### [Task statement]
From the records below, please repeat exactly the line that has "positive clicks: (215, 303) (435, 286)", the line that has "positive clicks: (3, 258) (169, 200)", and every line between them, and nothing else.

### [Data records]
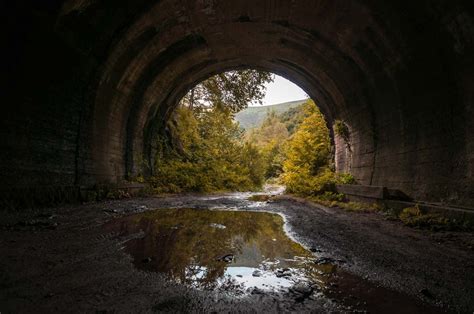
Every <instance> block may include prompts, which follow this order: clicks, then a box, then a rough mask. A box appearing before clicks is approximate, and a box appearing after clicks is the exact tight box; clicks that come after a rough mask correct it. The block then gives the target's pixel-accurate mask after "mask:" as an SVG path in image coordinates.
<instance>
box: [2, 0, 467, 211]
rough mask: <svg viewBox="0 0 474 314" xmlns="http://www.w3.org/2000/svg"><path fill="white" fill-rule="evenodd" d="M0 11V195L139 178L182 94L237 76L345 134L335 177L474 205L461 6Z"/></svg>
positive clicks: (28, 4)
mask: <svg viewBox="0 0 474 314" xmlns="http://www.w3.org/2000/svg"><path fill="white" fill-rule="evenodd" d="M1 6H2V8H1V10H2V11H3V12H7V13H8V14H7V16H6V23H7V28H8V29H9V30H10V32H9V34H8V37H7V41H6V42H7V46H6V47H5V48H4V49H2V50H3V51H5V52H6V53H7V57H6V58H3V60H2V68H3V69H2V73H4V75H5V74H6V76H5V78H6V80H5V83H4V84H2V85H3V86H4V87H5V89H3V88H2V92H1V93H2V99H3V100H2V115H1V118H0V119H1V120H2V122H1V138H2V141H1V145H0V151H1V153H0V173H1V174H2V175H1V177H0V188H1V191H2V193H5V194H4V195H10V196H11V195H13V194H14V193H17V194H18V193H20V194H21V193H22V192H21V191H22V190H29V191H31V189H39V190H41V191H45V192H41V193H58V192H56V191H57V190H59V191H62V192H61V193H66V192H67V190H68V189H71V190H74V189H75V188H76V187H79V186H92V185H94V184H98V183H115V184H116V183H121V182H123V181H124V180H126V179H127V178H130V177H132V176H134V175H137V174H139V173H145V174H146V173H149V172H151V171H152V167H151V165H153V160H152V156H153V145H152V143H153V136H154V134H156V132H158V131H159V130H160V127H162V126H163V124H164V123H163V122H164V121H166V119H167V117H168V116H169V114H170V112H171V111H172V110H173V107H174V106H175V105H176V104H177V102H178V100H179V99H180V98H181V97H182V96H183V95H184V94H185V93H186V92H187V91H188V90H189V88H190V87H192V86H194V85H195V84H196V83H198V82H200V81H201V80H203V79H205V78H207V77H209V76H210V75H212V74H215V73H218V72H222V71H224V70H228V69H236V68H245V67H252V68H258V69H264V70H268V71H271V72H274V73H277V74H279V75H282V76H284V77H286V78H288V79H290V80H292V81H293V82H295V83H296V84H298V85H299V86H300V87H302V88H303V89H304V90H305V91H307V92H308V94H309V96H310V97H311V98H312V99H314V100H315V102H316V103H317V104H318V106H319V107H320V108H321V111H322V112H323V113H324V114H325V116H326V118H327V120H328V123H329V124H332V122H333V121H334V120H335V119H341V120H343V121H345V122H346V123H347V125H348V126H349V129H350V145H351V151H350V152H348V151H347V150H346V148H345V144H343V143H342V142H341V141H340V140H338V139H337V138H336V139H335V144H336V147H335V154H336V161H337V170H338V171H342V172H351V173H352V174H353V175H354V176H355V178H356V179H357V180H358V182H359V183H360V184H363V185H374V186H386V187H389V188H394V189H399V190H401V191H403V192H404V193H406V194H407V195H409V196H410V197H412V198H414V199H417V200H423V201H431V202H444V203H448V204H458V205H466V206H469V205H472V204H473V203H474V176H473V174H474V136H473V134H474V105H473V103H474V58H473V57H472V56H473V55H474V49H473V47H474V19H473V12H474V7H473V3H472V1H454V2H453V1H447V0H446V1H444V0H439V1H391V0H386V1H371V0H358V1H356V0H351V1H346V0H344V1H343V0H338V1H334V0H331V1H326V0H319V1H306V0H301V1H277V0H268V1H258V2H255V1H216V0H198V1H191V0H189V1H171V0H160V1H158V0H136V1H126V0H114V1H110V0H106V1H96V0H70V1H59V0H58V1H41V2H37V1H10V2H8V3H7V2H4V3H2V5H1ZM19 21H21V23H19ZM12 191H14V192H12Z"/></svg>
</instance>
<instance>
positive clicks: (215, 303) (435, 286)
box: [0, 193, 474, 313]
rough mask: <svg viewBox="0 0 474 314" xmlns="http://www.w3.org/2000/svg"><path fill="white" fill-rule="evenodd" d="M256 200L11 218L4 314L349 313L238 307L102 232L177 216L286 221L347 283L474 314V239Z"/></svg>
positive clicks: (3, 258) (169, 200)
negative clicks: (155, 262) (173, 209)
mask: <svg viewBox="0 0 474 314" xmlns="http://www.w3.org/2000/svg"><path fill="white" fill-rule="evenodd" d="M250 195H252V194H251V193H229V194H218V195H208V196H202V195H191V194H186V195H176V196H167V197H154V198H153V197H151V198H137V199H129V200H117V201H108V202H102V203H96V204H86V205H74V206H63V207H57V208H51V209H45V210H42V211H37V212H28V213H22V214H16V215H13V214H11V213H4V214H3V216H4V220H3V221H2V222H1V223H0V255H1V256H2V257H1V259H0V312H1V313H10V312H15V313H18V312H27V313H28V312H31V313H33V312H35V313H38V312H96V311H99V312H100V311H103V312H118V313H122V312H202V313H204V312H206V313H207V312H245V313H247V312H255V313H257V312H258V313H261V312H268V313H271V312H314V313H321V312H345V311H350V308H348V307H343V306H341V305H340V304H339V302H338V299H337V298H335V297H333V296H331V297H329V296H327V297H321V296H320V297H310V298H308V299H306V300H305V301H304V302H295V299H294V297H293V296H292V295H290V294H288V295H281V294H279V295H275V294H260V295H250V296H247V297H245V298H232V297H229V296H228V295H226V294H225V293H215V292H209V291H197V290H194V289H190V288H187V287H185V286H182V285H179V284H176V283H173V282H170V281H168V280H166V278H164V277H163V276H162V275H160V274H157V273H148V272H143V271H139V270H137V269H135V268H134V267H133V264H132V260H131V257H130V256H129V255H127V254H126V253H124V251H123V250H122V247H123V243H124V241H127V239H124V238H121V237H120V236H119V235H117V234H113V233H106V232H105V231H104V229H103V228H102V225H103V224H104V223H105V222H107V221H110V220H111V219H114V218H116V217H120V216H124V215H129V214H133V213H137V212H142V211H145V210H149V209H154V208H169V207H183V208H184V207H192V208H221V209H231V210H234V209H239V210H264V211H271V212H278V213H280V214H283V215H284V216H285V217H286V218H287V226H288V229H289V232H290V234H291V235H292V236H293V237H294V238H296V239H297V240H298V241H300V242H301V243H303V244H305V245H306V246H307V247H308V248H310V249H312V250H313V251H315V252H316V254H317V255H318V256H321V257H328V258H331V259H332V260H334V261H335V263H336V264H338V267H339V268H340V269H341V270H343V271H344V272H346V273H347V274H348V275H350V276H353V277H354V278H364V279H365V282H367V283H368V284H369V285H372V286H382V287H385V288H387V289H390V290H395V291H398V292H400V293H401V295H404V296H406V298H407V299H413V300H415V301H414V302H420V303H421V304H425V305H426V308H424V310H420V311H419V310H416V309H412V310H413V312H417V311H419V312H426V311H432V310H433V309H435V312H436V311H447V312H461V313H472V312H473V311H474V293H473V291H474V250H473V249H472V246H473V244H474V235H473V234H472V233H455V232H438V233H430V232H427V231H420V230H415V229H410V228H407V227H405V226H403V225H402V224H401V223H399V222H397V221H390V220H387V219H385V217H384V216H383V215H382V214H377V213H348V212H345V211H343V210H341V209H337V208H336V209H328V208H324V207H321V206H317V205H314V204H312V203H308V202H306V201H304V200H300V199H296V198H292V197H286V196H280V197H277V198H275V199H273V200H271V201H270V202H251V201H248V200H247V198H248V197H249V196H250ZM347 278H349V277H347ZM351 278H352V277H351ZM358 280H359V279H358ZM360 280H362V279H360ZM360 280H359V281H360ZM364 287H365V286H364ZM375 297H377V295H375ZM381 300H382V299H381ZM376 301H377V300H376ZM380 302H382V301H380ZM394 306H395V307H394V311H393V312H394V313H395V312H397V311H396V310H397V308H396V305H394ZM430 306H436V307H430Z"/></svg>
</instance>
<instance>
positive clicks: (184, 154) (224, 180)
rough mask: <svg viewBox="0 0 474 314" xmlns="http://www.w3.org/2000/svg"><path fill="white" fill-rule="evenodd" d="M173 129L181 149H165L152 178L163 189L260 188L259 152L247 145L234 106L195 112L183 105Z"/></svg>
mask: <svg viewBox="0 0 474 314" xmlns="http://www.w3.org/2000/svg"><path fill="white" fill-rule="evenodd" d="M173 133H174V136H175V137H176V138H179V139H180V141H179V143H180V145H178V147H179V149H177V148H176V147H175V148H171V149H170V148H166V149H164V151H163V153H162V154H161V158H157V164H156V167H155V169H156V175H155V176H154V177H153V178H152V180H151V182H152V184H153V185H154V186H155V187H156V188H157V189H158V191H159V192H182V191H196V192H210V191H219V190H252V189H257V188H259V187H260V186H261V184H262V182H263V171H262V169H263V160H262V158H261V155H260V153H259V151H258V150H257V148H256V147H255V145H253V144H250V143H246V144H244V143H243V141H242V131H241V130H240V128H239V126H238V125H237V124H236V123H235V122H233V120H232V118H231V112H230V110H226V109H225V108H222V109H221V108H218V107H215V108H209V109H208V110H205V111H202V112H200V113H199V114H196V113H195V112H194V111H193V110H191V109H190V108H187V107H179V108H177V109H176V113H175V118H174V123H173ZM175 146H176V145H175Z"/></svg>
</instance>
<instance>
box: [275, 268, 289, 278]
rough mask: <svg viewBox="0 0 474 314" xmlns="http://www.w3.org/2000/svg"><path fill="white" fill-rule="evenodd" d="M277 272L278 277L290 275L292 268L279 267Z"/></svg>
mask: <svg viewBox="0 0 474 314" xmlns="http://www.w3.org/2000/svg"><path fill="white" fill-rule="evenodd" d="M275 274H276V276H277V277H278V278H281V277H290V276H291V270H290V269H289V268H283V269H278V270H277V271H276V273H275Z"/></svg>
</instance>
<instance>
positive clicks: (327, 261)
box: [314, 257, 334, 265]
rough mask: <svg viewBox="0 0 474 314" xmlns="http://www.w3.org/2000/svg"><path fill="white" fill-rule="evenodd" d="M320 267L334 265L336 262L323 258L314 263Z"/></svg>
mask: <svg viewBox="0 0 474 314" xmlns="http://www.w3.org/2000/svg"><path fill="white" fill-rule="evenodd" d="M314 262H315V263H316V264H318V265H324V264H333V263H334V260H333V259H332V258H329V257H321V258H318V259H317V260H316V261H314Z"/></svg>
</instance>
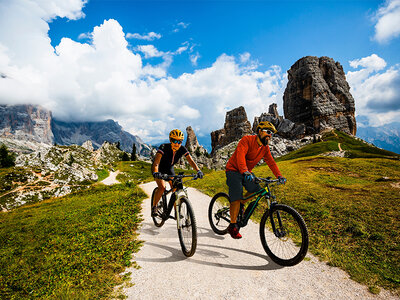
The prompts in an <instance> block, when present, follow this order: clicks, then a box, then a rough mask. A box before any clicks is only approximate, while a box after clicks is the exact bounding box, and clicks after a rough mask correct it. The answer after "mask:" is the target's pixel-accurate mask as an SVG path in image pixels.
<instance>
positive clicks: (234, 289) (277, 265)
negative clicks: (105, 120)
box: [123, 182, 398, 299]
mask: <svg viewBox="0 0 400 300" xmlns="http://www.w3.org/2000/svg"><path fill="white" fill-rule="evenodd" d="M155 186H156V185H155V182H151V183H147V184H143V185H141V188H142V189H143V190H144V191H145V192H146V193H147V194H148V195H151V192H152V190H153V189H154V187H155ZM188 193H189V198H190V201H191V203H192V205H193V208H194V211H195V215H196V219H197V230H198V241H197V243H198V244H197V250H196V253H195V254H194V256H192V257H191V258H186V257H185V256H184V255H183V254H182V252H181V248H180V244H179V239H178V234H177V230H176V222H175V221H174V220H171V219H170V220H168V221H166V222H165V224H164V226H163V227H162V228H157V227H155V226H154V224H153V221H152V219H151V217H150V200H149V199H146V200H144V202H143V214H144V221H143V223H142V228H141V230H140V239H142V240H144V241H145V243H144V245H143V246H142V248H141V250H140V251H139V253H137V254H136V255H135V257H134V259H135V260H136V261H137V263H138V264H139V266H140V267H141V268H140V269H134V268H130V269H128V270H127V271H128V272H132V283H133V286H132V287H129V288H125V289H123V293H124V294H125V295H127V296H128V299H398V298H397V297H395V296H393V295H392V294H390V293H389V292H388V291H385V290H382V291H381V293H380V294H379V295H377V296H376V295H373V294H371V293H369V292H368V289H367V288H366V287H365V286H363V285H360V284H358V283H356V282H354V281H353V280H351V279H350V278H349V276H348V275H347V274H346V273H345V272H344V271H342V270H341V269H339V268H334V267H330V266H328V265H327V264H326V263H323V262H319V261H318V259H316V258H315V257H314V256H312V255H310V254H308V255H307V257H309V258H310V260H307V261H303V262H301V263H300V264H298V265H296V266H294V267H286V268H283V267H281V266H279V265H277V264H275V263H274V262H272V261H271V259H270V258H269V257H268V256H267V255H266V253H265V252H264V249H263V248H262V245H261V242H260V238H259V225H258V224H255V223H253V222H251V221H250V222H249V224H248V225H247V227H245V228H242V229H241V233H242V235H243V238H242V239H240V240H234V239H232V238H231V237H230V236H229V235H225V236H218V235H216V234H214V232H212V230H211V228H210V225H209V223H208V218H207V210H208V204H209V202H210V197H208V196H206V195H204V194H203V193H201V192H199V191H197V190H195V189H192V188H189V189H188Z"/></svg>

### [Result of this exercise]
positive clicks: (215, 303) (435, 286)
box: [0, 193, 474, 313]
rough mask: <svg viewBox="0 0 474 314" xmlns="http://www.w3.org/2000/svg"><path fill="white" fill-rule="evenodd" d="M256 200L11 218L4 314L349 313L238 307L102 232L177 216L286 221L347 283L474 314V239Z"/></svg>
positive clicks: (3, 258) (169, 200)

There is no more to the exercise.